* Exercise materials
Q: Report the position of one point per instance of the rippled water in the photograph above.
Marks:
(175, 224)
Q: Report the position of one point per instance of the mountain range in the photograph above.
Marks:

* Exercise
Can you reproduce all of the material above word for word, line by line?

* Worked answer
Q: Report the position of one point per instance of the rippled water in the photograph above.
Marks:
(175, 224)
Q: Report the position of one point per instance of the mountain range in the photograph above.
Marks:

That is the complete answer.